> **Given request**: Each entry has to be copied exactly, with nothing missed.
——
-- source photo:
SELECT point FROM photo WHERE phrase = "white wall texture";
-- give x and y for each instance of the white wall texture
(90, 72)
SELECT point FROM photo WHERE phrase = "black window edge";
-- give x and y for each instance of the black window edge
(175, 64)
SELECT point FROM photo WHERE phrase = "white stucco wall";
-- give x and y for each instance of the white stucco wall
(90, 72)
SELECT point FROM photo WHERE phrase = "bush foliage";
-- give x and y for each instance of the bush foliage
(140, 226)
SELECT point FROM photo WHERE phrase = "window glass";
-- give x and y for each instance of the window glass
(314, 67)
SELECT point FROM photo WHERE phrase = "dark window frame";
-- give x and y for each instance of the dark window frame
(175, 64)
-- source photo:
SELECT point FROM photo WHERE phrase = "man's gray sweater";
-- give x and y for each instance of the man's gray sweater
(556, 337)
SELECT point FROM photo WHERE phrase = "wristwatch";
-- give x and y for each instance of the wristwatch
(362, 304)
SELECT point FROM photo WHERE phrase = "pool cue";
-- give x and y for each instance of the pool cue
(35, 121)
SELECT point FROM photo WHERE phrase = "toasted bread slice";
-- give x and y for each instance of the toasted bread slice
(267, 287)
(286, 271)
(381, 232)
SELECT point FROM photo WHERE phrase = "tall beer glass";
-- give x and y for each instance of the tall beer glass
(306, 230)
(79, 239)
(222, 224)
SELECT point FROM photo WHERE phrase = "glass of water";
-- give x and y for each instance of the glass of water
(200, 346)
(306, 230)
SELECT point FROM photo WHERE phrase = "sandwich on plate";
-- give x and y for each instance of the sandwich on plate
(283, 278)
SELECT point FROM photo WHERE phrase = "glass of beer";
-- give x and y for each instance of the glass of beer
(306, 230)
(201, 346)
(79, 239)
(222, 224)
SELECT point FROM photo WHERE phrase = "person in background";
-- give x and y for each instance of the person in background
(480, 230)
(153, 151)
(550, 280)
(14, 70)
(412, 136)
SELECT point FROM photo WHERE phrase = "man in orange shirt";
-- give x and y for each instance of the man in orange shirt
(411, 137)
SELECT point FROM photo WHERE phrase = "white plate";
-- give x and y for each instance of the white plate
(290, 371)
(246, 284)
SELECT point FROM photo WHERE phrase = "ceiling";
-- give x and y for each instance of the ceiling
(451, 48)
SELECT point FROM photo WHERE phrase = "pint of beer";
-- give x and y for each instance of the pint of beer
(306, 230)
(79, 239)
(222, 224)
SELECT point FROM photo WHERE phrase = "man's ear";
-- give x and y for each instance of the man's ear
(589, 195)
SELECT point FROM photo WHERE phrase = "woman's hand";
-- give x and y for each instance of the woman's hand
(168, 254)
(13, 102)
——
> **Task answer**:
-- source photo:
SELECT point FROM photo WHERE phrase = "white wall texture";
-- give x and y for each instance of the white wall texture
(90, 72)
SELECT point FROM photo WHERE phrase = "black window edge";
-- give x and y for each instance of the black window edge
(175, 64)
SELECT point FROM photo WHERE phrase = "white stucco wall";
-- give x and y for each instance of the white stucco wall
(90, 72)
SELECT point FROM photo WHERE phrase = "bush foliage";
-- give x and y for each instance of the bush foliage
(140, 226)
SELECT point FROM photo WHERE phrase = "window glass";
-- give x and y for each instance of the window glass
(314, 67)
SELECT point FROM photo WHERE phrase = "dark window frame";
-- give x and y for each instance of the dark window frame
(175, 64)
-- source photo:
SELECT point FROM photo WHERE phrase = "man's gray sweater";
-- give x and y for each instance of the man's gray sweater
(556, 337)
SELECT point FROM photo WHERE phrase = "wristwatch";
-- give x and y for each instance of the wristwatch
(362, 304)
SELECT point FROM photo WHERE phrase = "pool cue";
-- give x and y for each instance of the pool cue
(35, 121)
SELECT point FROM photo WHERE phrase = "toasted bread slice";
-- give x and y for each instance of the toasted bread slice
(267, 287)
(286, 271)
(381, 232)
SELECT point FROM photo WHERE phrase = "tall beer glass";
-- give x and y for each instance of the tall beer glass
(306, 230)
(79, 239)
(222, 224)
SELECT point FROM photo WHERE phrase = "glass of water";
-- give x and y for each instance of the glass of water
(200, 346)
(306, 230)
SELECT point FROM photo WHERE phrase = "sandwich on plate";
-- give x and y for each instance of the sandwich on plate
(283, 278)
SELECT point FROM photo WHERE phrase = "glass of beer";
-- give x and y for each instance of the glass of beer
(306, 230)
(201, 346)
(79, 239)
(222, 224)
SELECT point FROM photo WHERE phrase = "person in background";
-- give x and y for each instance of the person in background
(480, 230)
(153, 151)
(550, 280)
(14, 70)
(412, 136)
SELECT point FROM photo WHERE phrase = "man in orange shirt";
-- give x and y for each instance of the man in orange shirt
(411, 137)
SELECT point FROM photo WHERE phrase = "white plate";
-- give x and y for each instance of the white plate
(290, 371)
(246, 284)
SELECT point FROM photo WHERE phrase = "ceiling";
-- give x and y for each instance of the ceiling
(451, 48)
SELECT point FROM photo WHERE phrase = "pint of beer";
-- give x and y for each instance of the pint of beer
(306, 230)
(79, 239)
(222, 224)
SELECT point FROM photo WHERE phrase = "man's ear";
-- give x and y for each instance of the man's ear
(589, 195)
SELECT point FROM photo WHERE phrase = "woman's hand";
-- give x and y for each instance of the woman's hand
(168, 254)
(13, 102)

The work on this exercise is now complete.